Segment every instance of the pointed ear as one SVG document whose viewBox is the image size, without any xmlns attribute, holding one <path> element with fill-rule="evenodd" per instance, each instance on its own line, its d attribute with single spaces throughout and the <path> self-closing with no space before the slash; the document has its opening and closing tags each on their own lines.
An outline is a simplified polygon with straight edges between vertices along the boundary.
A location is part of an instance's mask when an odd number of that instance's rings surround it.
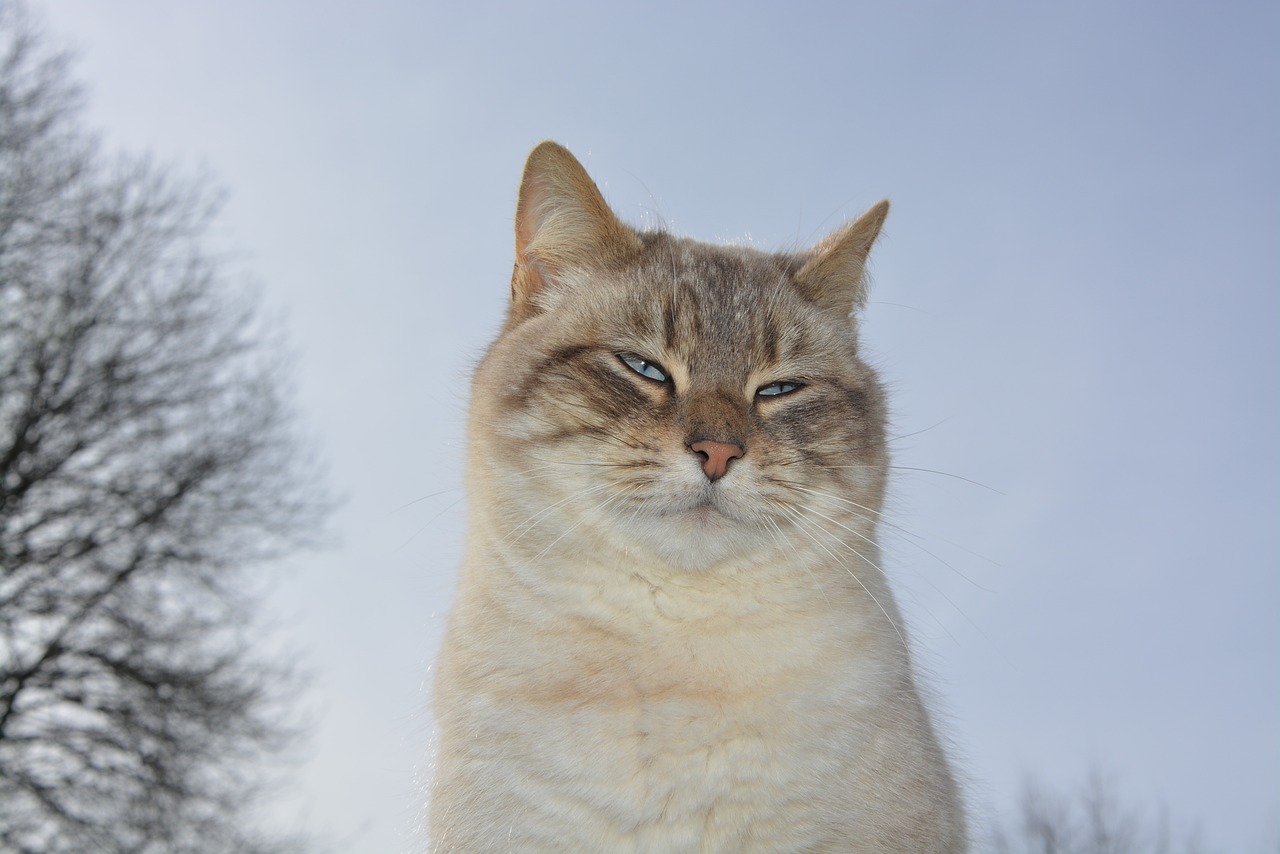
<svg viewBox="0 0 1280 854">
<path fill-rule="evenodd" d="M 515 309 L 536 311 L 538 297 L 566 271 L 612 266 L 640 248 L 567 149 L 543 142 L 532 150 L 516 204 Z"/>
<path fill-rule="evenodd" d="M 867 255 L 886 216 L 888 200 L 882 200 L 813 247 L 796 274 L 796 287 L 813 302 L 841 315 L 867 305 Z"/>
</svg>

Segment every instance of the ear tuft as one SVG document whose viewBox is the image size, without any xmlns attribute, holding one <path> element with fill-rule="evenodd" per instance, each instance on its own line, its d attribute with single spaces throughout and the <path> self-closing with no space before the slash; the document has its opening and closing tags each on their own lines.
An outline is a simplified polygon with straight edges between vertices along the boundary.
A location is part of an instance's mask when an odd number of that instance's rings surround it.
<svg viewBox="0 0 1280 854">
<path fill-rule="evenodd" d="M 567 270 L 613 266 L 640 248 L 567 149 L 547 141 L 530 152 L 516 204 L 515 309 L 536 311 L 536 297 Z"/>
<path fill-rule="evenodd" d="M 887 198 L 813 247 L 796 274 L 796 287 L 823 309 L 842 315 L 867 305 L 867 256 L 886 216 Z"/>
</svg>

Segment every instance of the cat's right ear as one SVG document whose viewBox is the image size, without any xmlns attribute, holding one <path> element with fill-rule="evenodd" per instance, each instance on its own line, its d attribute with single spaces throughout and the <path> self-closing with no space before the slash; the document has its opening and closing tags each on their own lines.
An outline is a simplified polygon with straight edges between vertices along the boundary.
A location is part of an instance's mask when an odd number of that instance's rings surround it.
<svg viewBox="0 0 1280 854">
<path fill-rule="evenodd" d="M 544 310 L 568 274 L 621 264 L 640 248 L 567 149 L 548 141 L 532 150 L 516 204 L 511 306 L 517 316 Z"/>
</svg>

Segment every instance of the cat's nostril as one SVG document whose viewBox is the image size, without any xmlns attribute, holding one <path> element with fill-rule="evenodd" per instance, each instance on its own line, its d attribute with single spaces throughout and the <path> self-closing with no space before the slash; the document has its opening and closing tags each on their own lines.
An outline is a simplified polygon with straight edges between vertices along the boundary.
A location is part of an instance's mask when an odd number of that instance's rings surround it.
<svg viewBox="0 0 1280 854">
<path fill-rule="evenodd" d="M 732 442 L 717 442 L 714 439 L 701 439 L 689 446 L 689 449 L 703 463 L 703 474 L 708 480 L 716 481 L 728 474 L 728 463 L 744 456 L 746 451 Z"/>
</svg>

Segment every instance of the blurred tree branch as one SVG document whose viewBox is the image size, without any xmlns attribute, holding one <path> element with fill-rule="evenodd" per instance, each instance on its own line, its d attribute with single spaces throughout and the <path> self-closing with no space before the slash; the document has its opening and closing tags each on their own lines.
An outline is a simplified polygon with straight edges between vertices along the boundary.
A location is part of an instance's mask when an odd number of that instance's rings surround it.
<svg viewBox="0 0 1280 854">
<path fill-rule="evenodd" d="M 81 122 L 0 0 L 0 849 L 270 850 L 242 816 L 292 673 L 248 574 L 326 499 L 218 200 Z"/>
<path fill-rule="evenodd" d="M 996 854 L 1202 854 L 1198 834 L 1175 845 L 1169 814 L 1153 821 L 1126 805 L 1100 771 L 1074 795 L 1023 784 L 1014 821 L 995 828 Z"/>
</svg>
----
** WORK INSTRUCTIONS **
Reproduce every line from the first line of the listing through the line containing "536 311 L 538", both included, with the requests kept and the pictures left out. In the answers, multiply each number (the viewBox dimensions and the outline coordinates) by 1.35 and round it to a whole number, rounding halves up.

** ANSWER TO THE EXERCISE **
Segment every instance of the pointed ear as one SVG document whose viewBox is the image size, without any xmlns attribute, holding one <path> element with fill-rule="evenodd" per instance, each instance on its own line, its d attribute with single spaces throughout and the <path> self-closing with no space before the slash; the document has its opening and closing tags each on their own lines.
An outline is a simplified polygon with straight edges between vertices along the boundary.
A location is part of an instance's mask when an odd number of that instance's rings surround it.
<svg viewBox="0 0 1728 1153">
<path fill-rule="evenodd" d="M 695 417 L 724 420 L 726 401 L 764 366 L 826 359 L 864 335 L 765 201 L 733 192 L 718 203 L 697 275 Z"/>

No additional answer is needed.